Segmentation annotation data

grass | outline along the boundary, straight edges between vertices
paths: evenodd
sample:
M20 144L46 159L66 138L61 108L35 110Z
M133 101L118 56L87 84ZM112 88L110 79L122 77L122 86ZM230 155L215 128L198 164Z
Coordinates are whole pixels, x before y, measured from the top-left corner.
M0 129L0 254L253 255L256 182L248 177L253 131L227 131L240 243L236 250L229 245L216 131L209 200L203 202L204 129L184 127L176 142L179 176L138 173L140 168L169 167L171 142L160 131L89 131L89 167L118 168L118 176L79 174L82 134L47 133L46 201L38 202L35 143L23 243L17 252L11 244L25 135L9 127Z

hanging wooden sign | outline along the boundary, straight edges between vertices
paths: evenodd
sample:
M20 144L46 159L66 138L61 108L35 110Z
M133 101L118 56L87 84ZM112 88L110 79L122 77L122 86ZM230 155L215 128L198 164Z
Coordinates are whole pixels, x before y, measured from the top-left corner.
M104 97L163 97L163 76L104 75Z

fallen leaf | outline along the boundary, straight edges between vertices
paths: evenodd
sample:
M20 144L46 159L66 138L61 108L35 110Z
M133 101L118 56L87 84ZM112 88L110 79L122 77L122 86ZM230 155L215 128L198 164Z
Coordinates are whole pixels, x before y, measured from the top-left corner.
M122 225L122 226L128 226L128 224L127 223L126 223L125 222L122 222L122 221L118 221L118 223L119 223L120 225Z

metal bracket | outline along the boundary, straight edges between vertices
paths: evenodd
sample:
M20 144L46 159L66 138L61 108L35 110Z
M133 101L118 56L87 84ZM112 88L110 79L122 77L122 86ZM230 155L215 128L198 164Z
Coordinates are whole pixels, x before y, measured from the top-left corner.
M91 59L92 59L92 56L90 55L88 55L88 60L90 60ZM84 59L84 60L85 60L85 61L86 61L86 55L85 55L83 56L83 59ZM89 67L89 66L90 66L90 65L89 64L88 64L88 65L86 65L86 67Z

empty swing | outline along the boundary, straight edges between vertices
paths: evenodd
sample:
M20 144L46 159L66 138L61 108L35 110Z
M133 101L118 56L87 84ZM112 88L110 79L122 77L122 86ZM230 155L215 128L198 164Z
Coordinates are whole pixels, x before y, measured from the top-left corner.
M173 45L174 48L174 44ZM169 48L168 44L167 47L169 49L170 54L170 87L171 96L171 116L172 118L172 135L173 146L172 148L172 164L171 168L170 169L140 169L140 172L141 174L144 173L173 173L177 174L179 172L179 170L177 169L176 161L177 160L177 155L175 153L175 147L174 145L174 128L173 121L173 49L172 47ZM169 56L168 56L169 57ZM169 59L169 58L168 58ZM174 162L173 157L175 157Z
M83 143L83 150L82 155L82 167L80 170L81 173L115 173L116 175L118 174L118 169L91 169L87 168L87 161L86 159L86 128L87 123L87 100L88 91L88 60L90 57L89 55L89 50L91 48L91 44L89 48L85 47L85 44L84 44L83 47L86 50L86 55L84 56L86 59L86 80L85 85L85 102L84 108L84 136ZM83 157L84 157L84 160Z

◆ PROBLEM DETAILS:
Could you reproduce all of the data above line for line, with no changes?

◆ EXERCISE RESPONSE:
grass | outline along the boundary, straight edges between vertices
paths: evenodd
sample:
M20 144L46 159L66 138L61 108L35 110Z
M133 101L118 56L87 84ZM112 88L110 79L122 77L122 86ZM230 155L215 128L198 164Z
Coordinates are whole pixels, x before y, measured from the top-left corner.
M0 129L0 254L253 255L256 182L248 177L253 131L227 131L240 243L236 250L229 245L216 131L209 200L203 202L204 129L184 127L176 142L179 176L138 173L140 168L169 167L171 142L160 131L89 131L89 167L118 168L118 176L79 174L82 134L47 133L46 201L38 202L35 143L23 243L17 252L11 244L25 135L9 127Z

hanging wooden sign | outline along the boundary, straight edges between vertices
paths: evenodd
sample:
M20 144L46 159L66 138L61 108L35 110Z
M133 101L118 56L87 84ZM112 88L110 79L122 77L122 86ZM230 155L215 128L198 164Z
Coordinates are whole pixels, x before y, measured from the top-left corner.
M104 97L163 97L163 76L104 75Z

fallen leaf | outline along the boundary, straight edges between vertices
paths: evenodd
sample:
M20 144L46 159L66 138L61 108L35 110Z
M133 101L118 56L87 84ZM112 88L110 79L122 77L122 86ZM230 155L215 128L198 164Z
Coordinates are whole pixels, x before y, measured from the top-left corner.
M122 225L122 226L128 226L128 224L127 223L126 223L125 222L122 222L122 221L118 221L118 223L119 223L120 225Z

metal bracket | outline along the boundary, straight edges between vertices
paths: evenodd
sample:
M20 144L46 159L66 138L61 108L35 110Z
M133 101L118 56L87 84ZM112 88L110 79L122 77L122 86ZM230 155L215 128L198 164Z
Coordinates are whole pixels, x before y, measured from the top-left corner.
M91 59L92 59L92 56L90 55L88 55L88 60L90 60ZM84 59L84 60L85 60L85 61L86 61L86 55L85 55L83 56L83 59ZM89 67L89 66L90 66L90 65L89 64L88 64L88 65L86 65L86 67Z

empty swing | outline along the boundary, straight edges between vertices
paths: evenodd
sample:
M20 144L46 159L66 138L61 108L35 110Z
M133 101L118 56L87 84ZM112 88L110 79L122 77L122 86ZM230 155L215 128L198 164Z
Coordinates are whole pixels, x before y, measured from the top-left corner.
M173 45L174 48L174 44ZM169 48L168 44L167 47L169 49L170 54L170 87L171 96L171 116L172 118L172 135L173 146L172 148L172 164L171 168L170 169L140 169L140 172L141 174L144 173L173 173L177 174L179 172L179 170L177 169L176 161L177 160L177 155L175 153L175 147L174 145L174 128L173 121L173 49L172 47ZM169 56L168 56L169 57ZM169 59L169 58L168 58ZM174 162L173 157L175 157Z
M83 143L83 150L82 155L82 167L80 170L81 173L115 173L116 175L118 174L118 169L91 169L87 168L87 161L86 159L86 128L87 123L87 100L88 91L88 60L90 57L89 55L89 50L91 48L91 44L89 48L85 47L85 44L84 44L83 47L86 50L86 55L84 56L86 59L86 80L85 85L85 102L84 108L84 136ZM83 157L84 157L84 160Z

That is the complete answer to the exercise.